-------- Source material
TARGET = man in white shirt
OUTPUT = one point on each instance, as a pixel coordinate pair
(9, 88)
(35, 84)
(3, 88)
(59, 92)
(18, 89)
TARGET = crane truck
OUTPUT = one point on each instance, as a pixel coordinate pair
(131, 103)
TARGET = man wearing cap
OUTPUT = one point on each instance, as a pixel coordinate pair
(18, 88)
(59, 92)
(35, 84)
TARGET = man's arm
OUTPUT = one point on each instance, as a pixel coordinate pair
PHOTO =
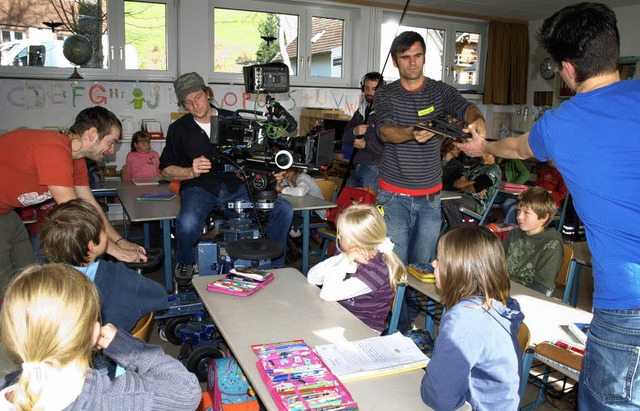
----------------
Instruction >> Copy every line of the items above word for word, omitting the picture.

Task answer >>
TARGET = man in white shirt
OUTPUT = one point on each instance, as a pixel coordinate pair
(9, 88)
(35, 84)
(3, 88)
(59, 92)
(18, 89)
TARGET = crane truck
OUTPUT = one point on each instance, as a pixel coordinate pair
(131, 103)
TARGET = man wearing cap
OUTPUT = one point on each instance, as a pixel coordinate pair
(18, 88)
(59, 92)
(35, 84)
TARGET = man's arm
OUTPUT = one point on each instance, as a pixel coordinate pair
PHOTO =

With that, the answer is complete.